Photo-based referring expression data
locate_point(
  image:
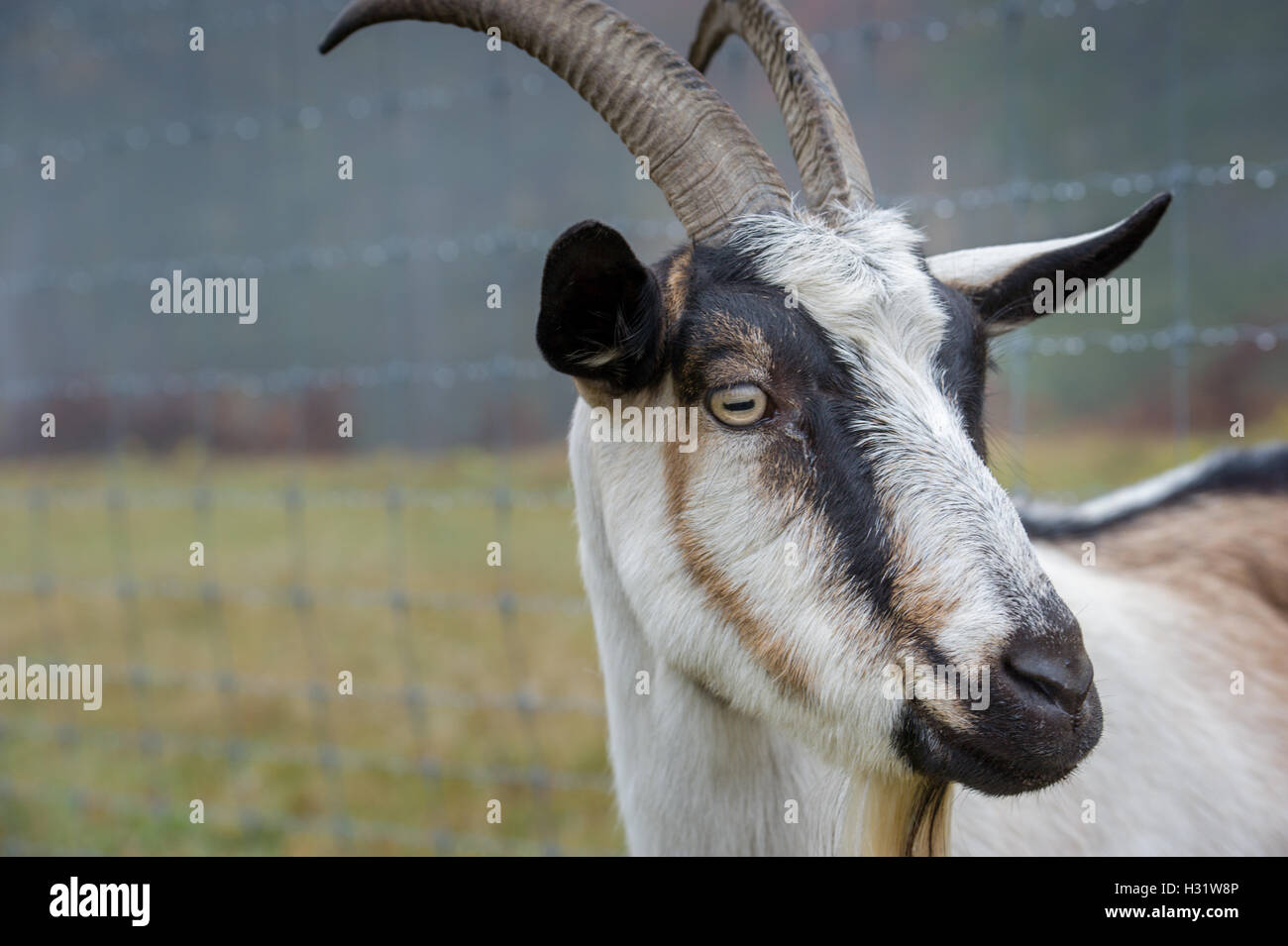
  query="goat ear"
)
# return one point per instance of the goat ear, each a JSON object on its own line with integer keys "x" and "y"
{"x": 600, "y": 309}
{"x": 1000, "y": 279}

■ **Problem**
Repeat all the records exactly, images excluded.

■ **Written response**
locate_point(
  image:
  query="goat ear"
)
# return one point per instance of the goat ear, each a JSON object on its own line with integer keys "x" and "y"
{"x": 600, "y": 309}
{"x": 1000, "y": 279}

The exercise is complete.